--- PROBLEM STATEMENT ---
Please give the data again in full, precisely as it is written.

------------------------------------------------------------------------

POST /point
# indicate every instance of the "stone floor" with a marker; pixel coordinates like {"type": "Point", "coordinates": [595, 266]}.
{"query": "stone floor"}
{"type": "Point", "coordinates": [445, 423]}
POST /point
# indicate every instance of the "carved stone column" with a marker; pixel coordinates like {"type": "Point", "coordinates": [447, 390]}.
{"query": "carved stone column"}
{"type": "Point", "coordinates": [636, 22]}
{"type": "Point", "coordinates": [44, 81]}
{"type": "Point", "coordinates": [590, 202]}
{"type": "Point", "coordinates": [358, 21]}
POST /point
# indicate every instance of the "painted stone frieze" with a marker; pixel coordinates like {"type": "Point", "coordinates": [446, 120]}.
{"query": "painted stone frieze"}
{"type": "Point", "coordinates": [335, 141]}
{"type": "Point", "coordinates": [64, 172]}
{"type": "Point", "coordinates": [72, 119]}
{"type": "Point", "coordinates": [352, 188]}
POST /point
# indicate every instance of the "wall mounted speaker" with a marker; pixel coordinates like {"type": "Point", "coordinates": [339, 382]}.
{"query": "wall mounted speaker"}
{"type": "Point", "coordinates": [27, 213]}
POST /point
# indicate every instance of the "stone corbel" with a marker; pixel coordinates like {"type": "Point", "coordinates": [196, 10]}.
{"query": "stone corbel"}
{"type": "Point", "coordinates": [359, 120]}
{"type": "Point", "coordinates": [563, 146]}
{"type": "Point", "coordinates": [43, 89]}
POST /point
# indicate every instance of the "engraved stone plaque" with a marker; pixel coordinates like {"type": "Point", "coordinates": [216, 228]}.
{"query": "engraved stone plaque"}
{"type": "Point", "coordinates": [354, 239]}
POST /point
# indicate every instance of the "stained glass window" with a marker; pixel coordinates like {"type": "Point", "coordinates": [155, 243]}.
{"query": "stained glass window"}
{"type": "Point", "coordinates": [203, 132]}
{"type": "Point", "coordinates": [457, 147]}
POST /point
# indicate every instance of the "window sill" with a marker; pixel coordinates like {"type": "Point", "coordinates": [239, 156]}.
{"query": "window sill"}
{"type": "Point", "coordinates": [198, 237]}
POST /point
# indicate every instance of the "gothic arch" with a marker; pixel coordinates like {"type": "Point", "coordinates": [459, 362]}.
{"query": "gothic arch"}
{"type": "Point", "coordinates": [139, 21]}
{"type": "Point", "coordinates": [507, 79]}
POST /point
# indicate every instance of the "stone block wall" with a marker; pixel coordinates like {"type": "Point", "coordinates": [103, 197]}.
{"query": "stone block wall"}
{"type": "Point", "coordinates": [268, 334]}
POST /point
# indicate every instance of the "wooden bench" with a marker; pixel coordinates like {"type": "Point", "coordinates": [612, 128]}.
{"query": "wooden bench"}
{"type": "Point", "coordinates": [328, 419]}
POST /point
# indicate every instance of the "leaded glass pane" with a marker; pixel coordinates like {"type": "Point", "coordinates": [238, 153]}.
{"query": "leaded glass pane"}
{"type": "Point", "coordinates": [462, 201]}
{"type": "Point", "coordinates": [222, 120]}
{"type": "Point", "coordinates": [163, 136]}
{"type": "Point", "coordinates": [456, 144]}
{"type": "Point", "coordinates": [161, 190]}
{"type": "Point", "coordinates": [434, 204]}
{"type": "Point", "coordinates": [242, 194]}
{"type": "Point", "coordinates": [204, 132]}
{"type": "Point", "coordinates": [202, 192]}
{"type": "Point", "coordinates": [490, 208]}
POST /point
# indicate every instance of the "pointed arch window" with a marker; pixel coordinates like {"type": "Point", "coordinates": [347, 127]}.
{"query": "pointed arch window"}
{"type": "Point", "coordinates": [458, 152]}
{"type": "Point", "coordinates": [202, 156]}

------------------------------------------------------------------------

--- SOLUTION ---
POST /point
# indicate every instance of the "stone floor" with a marker; pixel coordinates like {"type": "Point", "coordinates": [595, 266]}.
{"query": "stone floor"}
{"type": "Point", "coordinates": [445, 423]}
POST /point
# indicate every instance of the "carved stone column" with a marker; pixel coordinates like {"type": "Point", "coordinates": [447, 390]}.
{"query": "carved stone column"}
{"type": "Point", "coordinates": [636, 22]}
{"type": "Point", "coordinates": [44, 81]}
{"type": "Point", "coordinates": [590, 202]}
{"type": "Point", "coordinates": [358, 21]}
POST /point
# indicate every instance of the "painted stone frieze" with a marker; pixel coordinates like {"type": "Point", "coordinates": [446, 120]}.
{"query": "painted stone frieze"}
{"type": "Point", "coordinates": [335, 141]}
{"type": "Point", "coordinates": [64, 172]}
{"type": "Point", "coordinates": [72, 119]}
{"type": "Point", "coordinates": [352, 188]}
POST /point
# indicate every instance of the "wall mounted speaker" with a marker; pixel coordinates like {"type": "Point", "coordinates": [339, 382]}.
{"query": "wall mounted speaker"}
{"type": "Point", "coordinates": [27, 213]}
POST /point
# indicate every instance of the "stone corbel" with a marker; pixel coordinates like {"type": "Point", "coordinates": [196, 10]}.
{"query": "stone corbel"}
{"type": "Point", "coordinates": [359, 120]}
{"type": "Point", "coordinates": [563, 146]}
{"type": "Point", "coordinates": [43, 89]}
POST /point
# indicate every instance of the "engraved stone plaque" with a marker; pixel coordinates like {"type": "Point", "coordinates": [216, 228]}.
{"query": "engraved stone plaque"}
{"type": "Point", "coordinates": [354, 239]}
POST /point
# indicate every instance of the "stained glass window" with a marker; pixel coordinates like {"type": "Point", "coordinates": [155, 243]}.
{"query": "stained glass window"}
{"type": "Point", "coordinates": [203, 132]}
{"type": "Point", "coordinates": [457, 147]}
POST /point
# indicate every instance of the "window sill" with a marker; pixel coordinates like {"type": "Point", "coordinates": [239, 156]}.
{"query": "window sill"}
{"type": "Point", "coordinates": [198, 237]}
POST /point
# indicate every instance of the "gothic arch" with a marker; pixel coordinates like {"type": "Point", "coordinates": [459, 362]}.
{"query": "gothic arch"}
{"type": "Point", "coordinates": [139, 21]}
{"type": "Point", "coordinates": [507, 79]}
POST /point
# indicate every instance of the "stone block wall" with a marker; pixel coordinates like {"type": "Point", "coordinates": [103, 197]}.
{"query": "stone block wall"}
{"type": "Point", "coordinates": [268, 334]}
POST /point
# indicate every instance of the "wooden bench" with a marker; pixel coordinates like {"type": "Point", "coordinates": [612, 128]}.
{"query": "wooden bench"}
{"type": "Point", "coordinates": [328, 419]}
POST /point
# indicate every instance of the "leaded glass pane" with a marker; pixel coordinates like {"type": "Point", "coordinates": [238, 153]}.
{"query": "leaded glass pane"}
{"type": "Point", "coordinates": [462, 201]}
{"type": "Point", "coordinates": [222, 120]}
{"type": "Point", "coordinates": [163, 136]}
{"type": "Point", "coordinates": [456, 144]}
{"type": "Point", "coordinates": [161, 190]}
{"type": "Point", "coordinates": [434, 204]}
{"type": "Point", "coordinates": [242, 194]}
{"type": "Point", "coordinates": [204, 132]}
{"type": "Point", "coordinates": [202, 192]}
{"type": "Point", "coordinates": [490, 208]}
POST /point
# indicate every instance of the "pointed arch window" with a marker; pixel coordinates like {"type": "Point", "coordinates": [347, 127]}.
{"query": "pointed arch window"}
{"type": "Point", "coordinates": [458, 152]}
{"type": "Point", "coordinates": [202, 156]}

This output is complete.